> [ASSIGNMENT]: Could you reproduce, exactly and alone, the lines running from the one with "Every instance of the tram undercarriage" to the end of the data below?

____

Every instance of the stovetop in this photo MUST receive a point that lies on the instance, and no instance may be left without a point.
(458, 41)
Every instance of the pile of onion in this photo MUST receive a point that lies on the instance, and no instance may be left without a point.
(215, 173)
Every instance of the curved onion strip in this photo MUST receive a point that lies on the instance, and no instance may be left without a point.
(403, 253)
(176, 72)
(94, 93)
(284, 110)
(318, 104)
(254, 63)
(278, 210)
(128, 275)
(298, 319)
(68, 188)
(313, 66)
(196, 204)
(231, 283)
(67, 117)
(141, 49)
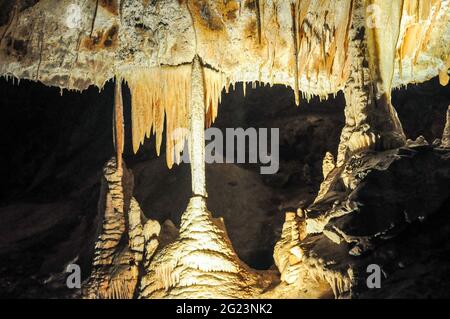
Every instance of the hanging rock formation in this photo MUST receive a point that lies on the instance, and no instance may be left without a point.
(177, 57)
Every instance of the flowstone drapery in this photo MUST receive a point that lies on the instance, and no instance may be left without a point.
(177, 57)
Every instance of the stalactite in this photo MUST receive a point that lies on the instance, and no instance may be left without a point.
(118, 122)
(258, 19)
(162, 95)
(197, 132)
(295, 45)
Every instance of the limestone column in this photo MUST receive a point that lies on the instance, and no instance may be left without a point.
(197, 126)
(371, 122)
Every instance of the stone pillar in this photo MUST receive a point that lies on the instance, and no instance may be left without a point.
(371, 122)
(197, 125)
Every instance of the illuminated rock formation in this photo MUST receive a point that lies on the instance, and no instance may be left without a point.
(177, 57)
(315, 47)
(445, 142)
(120, 245)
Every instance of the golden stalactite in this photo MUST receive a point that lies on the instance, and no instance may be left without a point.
(118, 122)
(419, 18)
(160, 98)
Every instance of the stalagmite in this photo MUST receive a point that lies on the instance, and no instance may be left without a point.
(118, 122)
(197, 134)
(176, 58)
(201, 263)
(445, 141)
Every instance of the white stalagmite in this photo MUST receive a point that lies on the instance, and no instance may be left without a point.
(445, 142)
(197, 124)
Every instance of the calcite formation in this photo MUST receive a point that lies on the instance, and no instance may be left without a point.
(176, 58)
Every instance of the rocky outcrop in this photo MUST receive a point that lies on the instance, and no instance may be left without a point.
(445, 141)
(120, 245)
(200, 263)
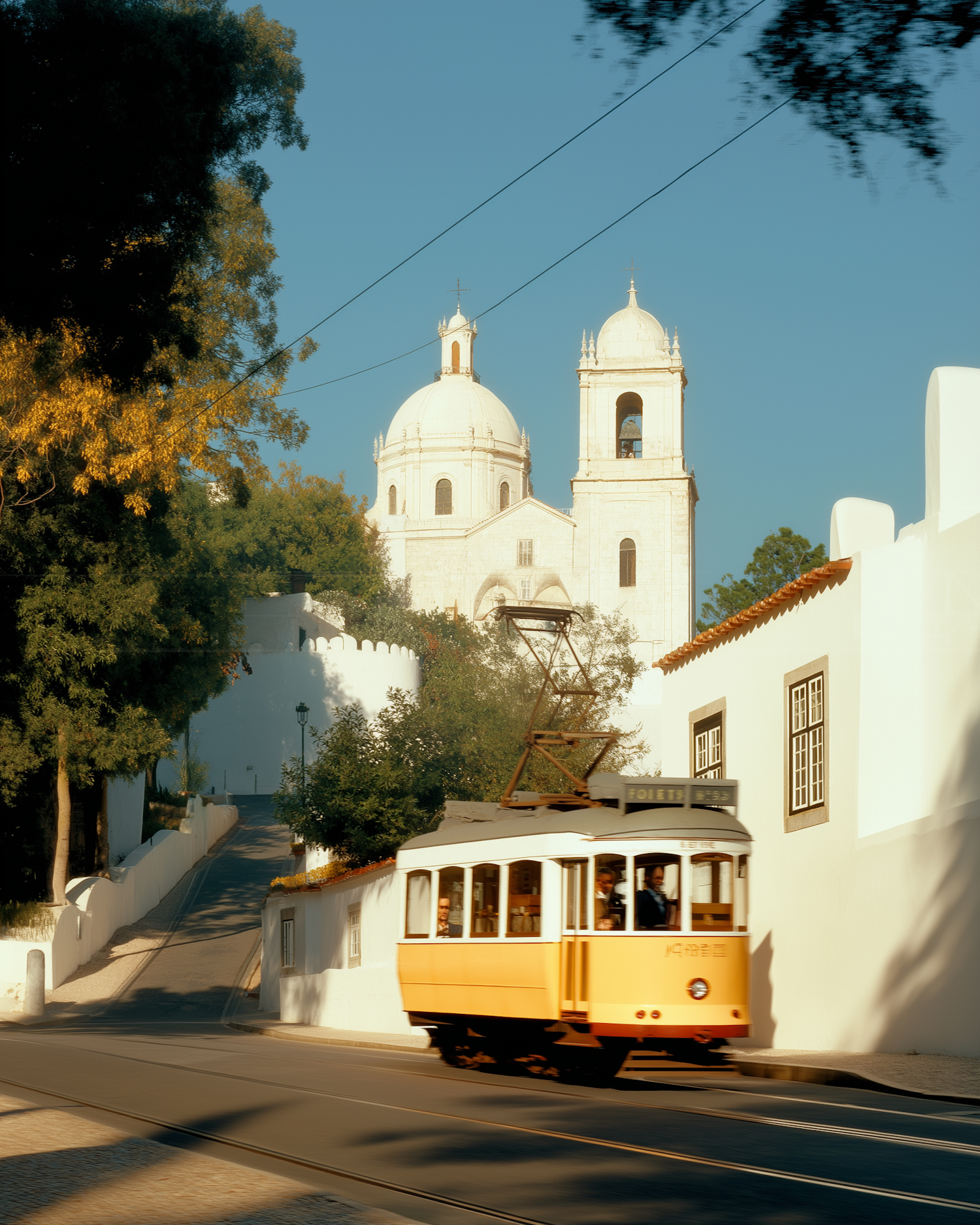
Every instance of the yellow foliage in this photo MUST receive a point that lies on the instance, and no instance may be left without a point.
(52, 408)
(316, 876)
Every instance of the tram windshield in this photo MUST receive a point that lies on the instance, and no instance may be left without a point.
(485, 918)
(609, 902)
(658, 893)
(418, 906)
(450, 914)
(712, 892)
(525, 898)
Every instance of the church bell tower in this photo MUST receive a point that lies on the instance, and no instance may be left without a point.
(634, 498)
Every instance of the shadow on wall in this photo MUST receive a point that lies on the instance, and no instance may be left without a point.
(930, 991)
(764, 1023)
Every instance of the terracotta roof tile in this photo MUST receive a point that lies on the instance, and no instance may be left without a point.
(811, 578)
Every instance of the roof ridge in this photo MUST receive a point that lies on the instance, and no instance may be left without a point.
(788, 592)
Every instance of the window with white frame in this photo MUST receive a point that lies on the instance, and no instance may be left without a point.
(353, 936)
(710, 747)
(288, 921)
(806, 722)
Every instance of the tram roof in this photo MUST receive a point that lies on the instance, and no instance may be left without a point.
(657, 823)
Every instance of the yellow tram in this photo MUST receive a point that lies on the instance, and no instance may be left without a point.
(558, 940)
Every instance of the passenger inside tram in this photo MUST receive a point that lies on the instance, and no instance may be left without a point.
(609, 906)
(653, 907)
(444, 928)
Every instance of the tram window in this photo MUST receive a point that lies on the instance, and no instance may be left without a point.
(658, 893)
(485, 921)
(576, 894)
(418, 906)
(450, 914)
(742, 893)
(711, 892)
(609, 893)
(525, 900)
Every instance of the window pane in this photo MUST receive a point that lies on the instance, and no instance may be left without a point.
(657, 904)
(798, 707)
(444, 498)
(816, 766)
(816, 700)
(742, 894)
(450, 913)
(800, 774)
(485, 921)
(711, 892)
(418, 906)
(525, 898)
(609, 893)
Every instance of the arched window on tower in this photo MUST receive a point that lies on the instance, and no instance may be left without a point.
(627, 563)
(630, 427)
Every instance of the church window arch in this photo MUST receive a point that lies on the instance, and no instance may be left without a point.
(630, 427)
(627, 563)
(444, 497)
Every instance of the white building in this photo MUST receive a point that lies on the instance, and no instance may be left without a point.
(456, 506)
(848, 706)
(297, 656)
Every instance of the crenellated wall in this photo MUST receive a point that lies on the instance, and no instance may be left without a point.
(249, 733)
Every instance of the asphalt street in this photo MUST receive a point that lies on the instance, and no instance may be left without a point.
(401, 1131)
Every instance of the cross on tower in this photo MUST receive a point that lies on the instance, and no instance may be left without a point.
(631, 270)
(457, 292)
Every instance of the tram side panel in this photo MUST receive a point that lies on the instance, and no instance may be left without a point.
(497, 979)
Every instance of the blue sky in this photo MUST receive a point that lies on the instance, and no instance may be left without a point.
(811, 306)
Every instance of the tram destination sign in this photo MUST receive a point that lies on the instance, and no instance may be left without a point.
(681, 792)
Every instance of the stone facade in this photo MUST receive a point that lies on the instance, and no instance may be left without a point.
(456, 506)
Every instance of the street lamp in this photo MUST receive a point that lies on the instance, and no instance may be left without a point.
(302, 712)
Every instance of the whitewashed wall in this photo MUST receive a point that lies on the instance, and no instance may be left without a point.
(323, 990)
(866, 929)
(249, 733)
(97, 907)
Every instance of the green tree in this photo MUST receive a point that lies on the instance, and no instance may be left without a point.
(310, 525)
(119, 119)
(782, 557)
(857, 69)
(374, 784)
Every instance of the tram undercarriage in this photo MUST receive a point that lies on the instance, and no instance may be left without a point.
(554, 1050)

____

> [EXERCISE RESPONSE]:
Every instance of the tram undercarriage in this photo MUST receive a point that lies on the instance, and no instance may be left without a point.
(554, 1050)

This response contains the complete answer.